Challenge ::
Extract each line of the data and write it out again exactly.

******************************

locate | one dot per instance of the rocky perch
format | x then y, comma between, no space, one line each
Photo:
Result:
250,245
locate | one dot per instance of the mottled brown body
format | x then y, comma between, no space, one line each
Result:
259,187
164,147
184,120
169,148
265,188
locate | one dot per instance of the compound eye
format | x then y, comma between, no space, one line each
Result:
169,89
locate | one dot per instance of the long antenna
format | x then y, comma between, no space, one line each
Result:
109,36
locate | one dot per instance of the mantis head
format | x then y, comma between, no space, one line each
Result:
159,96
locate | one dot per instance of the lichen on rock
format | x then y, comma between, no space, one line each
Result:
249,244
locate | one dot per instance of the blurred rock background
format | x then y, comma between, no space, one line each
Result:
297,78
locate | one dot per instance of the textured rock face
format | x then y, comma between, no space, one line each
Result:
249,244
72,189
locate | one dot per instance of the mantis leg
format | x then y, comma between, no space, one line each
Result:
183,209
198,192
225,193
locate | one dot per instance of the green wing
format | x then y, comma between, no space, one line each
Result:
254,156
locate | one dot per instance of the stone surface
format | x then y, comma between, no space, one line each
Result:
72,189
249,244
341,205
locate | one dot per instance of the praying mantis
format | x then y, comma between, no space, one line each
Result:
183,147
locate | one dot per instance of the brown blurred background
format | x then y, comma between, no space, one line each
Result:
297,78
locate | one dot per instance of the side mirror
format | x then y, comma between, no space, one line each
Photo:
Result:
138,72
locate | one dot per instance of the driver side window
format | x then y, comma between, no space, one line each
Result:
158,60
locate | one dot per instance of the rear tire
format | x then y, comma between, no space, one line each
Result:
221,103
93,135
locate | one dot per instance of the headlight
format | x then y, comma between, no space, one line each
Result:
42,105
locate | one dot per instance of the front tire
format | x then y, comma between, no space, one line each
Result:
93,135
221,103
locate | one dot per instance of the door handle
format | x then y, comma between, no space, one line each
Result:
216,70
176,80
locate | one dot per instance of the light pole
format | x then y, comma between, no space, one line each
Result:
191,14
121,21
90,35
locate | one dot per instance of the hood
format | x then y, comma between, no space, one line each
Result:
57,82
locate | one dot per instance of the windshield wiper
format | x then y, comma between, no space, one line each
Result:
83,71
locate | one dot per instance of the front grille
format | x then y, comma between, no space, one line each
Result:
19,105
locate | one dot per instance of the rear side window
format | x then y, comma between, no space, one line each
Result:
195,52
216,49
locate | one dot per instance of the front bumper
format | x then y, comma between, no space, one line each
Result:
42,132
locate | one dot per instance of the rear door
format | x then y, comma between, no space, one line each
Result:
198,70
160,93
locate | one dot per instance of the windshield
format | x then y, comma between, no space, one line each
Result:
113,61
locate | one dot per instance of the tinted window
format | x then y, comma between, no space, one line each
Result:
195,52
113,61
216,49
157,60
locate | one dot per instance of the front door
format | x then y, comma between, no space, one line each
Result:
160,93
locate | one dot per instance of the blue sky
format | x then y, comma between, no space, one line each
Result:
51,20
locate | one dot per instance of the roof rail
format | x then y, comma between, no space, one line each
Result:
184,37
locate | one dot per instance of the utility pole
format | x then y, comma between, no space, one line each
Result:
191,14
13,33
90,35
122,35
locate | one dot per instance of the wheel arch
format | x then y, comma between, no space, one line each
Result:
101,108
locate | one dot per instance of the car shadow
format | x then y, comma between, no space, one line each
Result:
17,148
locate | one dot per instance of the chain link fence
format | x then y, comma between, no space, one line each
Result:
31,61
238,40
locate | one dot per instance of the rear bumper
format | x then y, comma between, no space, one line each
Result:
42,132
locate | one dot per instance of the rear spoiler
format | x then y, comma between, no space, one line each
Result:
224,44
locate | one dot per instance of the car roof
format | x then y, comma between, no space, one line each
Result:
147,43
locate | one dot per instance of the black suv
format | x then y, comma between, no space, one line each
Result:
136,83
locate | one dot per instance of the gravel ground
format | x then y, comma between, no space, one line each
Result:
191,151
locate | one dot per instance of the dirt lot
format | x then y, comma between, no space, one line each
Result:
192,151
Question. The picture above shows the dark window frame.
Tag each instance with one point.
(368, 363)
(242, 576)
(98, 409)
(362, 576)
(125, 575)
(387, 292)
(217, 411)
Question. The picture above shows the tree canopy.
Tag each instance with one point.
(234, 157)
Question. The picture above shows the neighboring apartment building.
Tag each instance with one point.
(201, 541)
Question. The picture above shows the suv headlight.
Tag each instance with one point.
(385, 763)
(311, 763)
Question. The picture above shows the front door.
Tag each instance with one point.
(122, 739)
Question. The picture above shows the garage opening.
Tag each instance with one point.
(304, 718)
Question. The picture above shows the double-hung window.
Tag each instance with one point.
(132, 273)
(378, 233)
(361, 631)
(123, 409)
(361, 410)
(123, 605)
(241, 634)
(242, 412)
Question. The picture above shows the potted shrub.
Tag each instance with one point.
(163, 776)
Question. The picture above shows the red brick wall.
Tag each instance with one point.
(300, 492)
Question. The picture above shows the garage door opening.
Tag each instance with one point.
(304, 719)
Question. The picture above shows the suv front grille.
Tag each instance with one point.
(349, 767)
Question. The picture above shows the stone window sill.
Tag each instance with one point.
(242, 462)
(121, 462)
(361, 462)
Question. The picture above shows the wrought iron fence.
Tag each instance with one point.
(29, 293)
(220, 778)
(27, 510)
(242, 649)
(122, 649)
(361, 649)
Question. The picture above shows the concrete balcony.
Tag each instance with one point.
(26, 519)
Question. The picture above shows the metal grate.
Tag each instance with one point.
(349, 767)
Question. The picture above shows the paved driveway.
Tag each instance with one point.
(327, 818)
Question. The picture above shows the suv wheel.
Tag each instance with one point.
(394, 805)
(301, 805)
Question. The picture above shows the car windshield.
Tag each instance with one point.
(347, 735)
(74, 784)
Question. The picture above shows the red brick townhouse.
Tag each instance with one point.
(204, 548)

******************************

Task solution ::
locate | one dot per instance of the rocky perch
format | x then y, comma between, no space, one line each
Photo:
Result:
250,245
locate | one dot per instance of the mottled brown body
format | x then y, comma between, no space, one line each
Result:
259,187
164,147
184,120
169,148
265,188
locate | one dot per instance of the compound eye
format | x then y, comma between, no space, one line each
Result:
169,89
locate | one dot per instance of the long antenna
format | x then y, comma between, no space, one line each
Result:
109,36
locate | one dot per instance of the mantis head
format | x then y, comma between, no space, one line each
Result:
159,96
locate | one dot per instance of the lichen on rock
format | x then y, comma between, no space, one line each
Result:
249,244
locate | one dot per instance of the blurred rock background
format | x then y, comma between, no space, one line each
Result:
297,78
locate | one dot per instance of the textured rock face
format | x then y, comma between, no space, one line each
Result:
249,244
72,189
locate | one dot per instance of the mantis leg
format | x then y, comma between, no space, one line each
Result:
183,209
198,192
225,193
locate | one dot per instance of the green wing
format | x then y, comma between, no space, one line each
Result:
254,156
locate | one dot per instance of the stone surface
format | x then y, comma between, no space, one line each
Result:
72,189
249,244
341,205
locate | one dot per instance of the praying mantis
format | x then y, comma between, no space, one line each
Result:
183,147
locate | one dot per instance of the brown blurred background
format | x then y, comma between, no space, one line each
Result:
297,78
locate | one dot per instance of the side mirror
format | x then y, comma between, no space, one line each
Photo:
Result:
138,72
locate | one dot per instance of the driver side window
format | x then y, comma between, no space, one line each
Result:
158,60
locate | one dot per instance of the rear tire
format | x then y, comma between, no space, one line each
Result:
221,103
93,135
locate | one dot per instance of the headlight
format | x then y, comma between, no space, one line each
Result:
42,105
locate | one dot per instance of the front tire
format | x then y, comma between, no space, one line each
Result:
93,135
221,103
locate | one dot per instance of the door handle
format | x then y, comma between, no space, one line each
Result:
216,70
176,80
locate | one dot per instance of the light pole
format | x then y, comma between, no space, one line each
Result:
191,14
121,21
90,35
locate | one dot per instance of the hood
format | x then y, comma between, no space, one line each
Result:
57,82
locate | one dot per instance of the windshield wiper
format | x then y, comma between, no space, one line each
Result:
83,71
locate | one dot per instance of the front grille
format | x then y, comma between, no space, one line each
Result:
19,105
locate | one dot per instance of the rear side window
format | x then y, comma between, no space, one line each
Result:
195,52
216,49
locate | one dot per instance of the front bumper
format | x then y, comma between, no space, one line each
Result:
42,132
locate | one dot per instance of the rear door
format | x then y, comma between, no space, one line each
Result:
198,70
160,93
locate | one dot per instance of the windshield
format | x then y, comma between, no space, one line each
Result:
113,61
locate | one dot per instance of the tinted window
format | x then y, comma between, no space, one line each
Result:
195,52
113,61
216,49
157,60
locate | one dot per instance of the front door
format | x then y, comma between, no space, one line each
Result:
160,93
locate | one dot per instance of the blue sky
format | x then y, comma between, no space, one line each
Result:
51,20
locate | one dot per instance of the roof rail
format | x then y, comma between, no space, one line each
Result:
184,37
locate | one dot per instance of the utility pole
format | x then y, comma between, no space, one line each
Result:
191,14
13,33
90,35
122,35
locate | one dot per instance of the wheel arch
format | x then y, comma between, no space, one line each
Result:
101,108
locate | one dot per instance of the car shadow
format | x then y, comma between, no space, one line each
Result:
17,148
locate | one dot per instance of the chain link fence
format | x then y, comma between, no space, one line each
Result:
31,61
238,40
locate | one dot per instance of the rear bumper
format | x then y, comma between, no space, one line each
Result:
42,132
locate | one dot per instance of the rear spoiler
format | x then y, comma between, no space, one line each
Result:
224,44
locate | one dot per instance of the car roof
format | x then y, comma between, no space, one line each
Result:
147,43
locate | one dot per instance of the black suv
format | x then y, comma between, no space, one line each
Result:
136,83
locate | one dot per instance of the gravel ground
format | x then y, comma between, no space, one line each
Result:
191,151
locate | one dot per instance of the dirt lot
format | x then y, comma between, no space, one line each
Result:
192,151
Question. The picture above shows the dark window frame.
Tag each instance with one point.
(368, 363)
(242, 576)
(98, 409)
(362, 576)
(125, 575)
(387, 292)
(217, 411)
Question. The picture above shows the tree canopy.
Tag each instance with one point.
(234, 157)
Question. The picture above shows the neighboring apartment building.
Tag each instance with one point.
(201, 541)
Question. The picture above shows the suv headlight.
Tag each instance with one point.
(385, 763)
(311, 763)
Question. The picture above shows the front door.
Tag each instance with one point.
(122, 739)
Question. The picture above shows the garage opening.
Tag each instance with one point.
(304, 718)
Question. The picture above shows the double-hung window.
Tag each instance with one point.
(132, 273)
(378, 233)
(361, 631)
(123, 409)
(361, 410)
(123, 605)
(241, 634)
(242, 412)
Question. The picture above shows the potted shrub.
Tag each instance with one point.
(163, 776)
Question. The picture above shows the red brick wall.
Tag each instance with one point.
(300, 492)
Question. The picture above shows the garage door opening.
Tag each instance with one point.
(304, 719)
Question. The picture above shows the suv front grille.
Tag each instance with one point.
(349, 767)
Question. The picture above shows the stone window sill.
Tag each instance with one point.
(242, 462)
(121, 462)
(361, 462)
Question. The picture above shows the wrought iron fence.
Tag each instance with one point.
(29, 293)
(220, 778)
(27, 510)
(242, 649)
(122, 649)
(361, 649)
Question. The picture above shows the concrete balcony.
Tag each instance with one point.
(26, 519)
Question. The picture above shows the metal grate.
Tag each instance with one point.
(349, 767)
Question. The picture above shows the paved driveway.
Tag each instance with one point.
(327, 818)
Question. The picture above shows the suv wheel.
Tag each instance with one point.
(394, 805)
(301, 805)
Question. The picture above shows the car windshield.
Tag each instance with one point.
(347, 735)
(74, 784)
Question. The picture above shows the red brick townhouse.
Tag each instance with one point.
(204, 548)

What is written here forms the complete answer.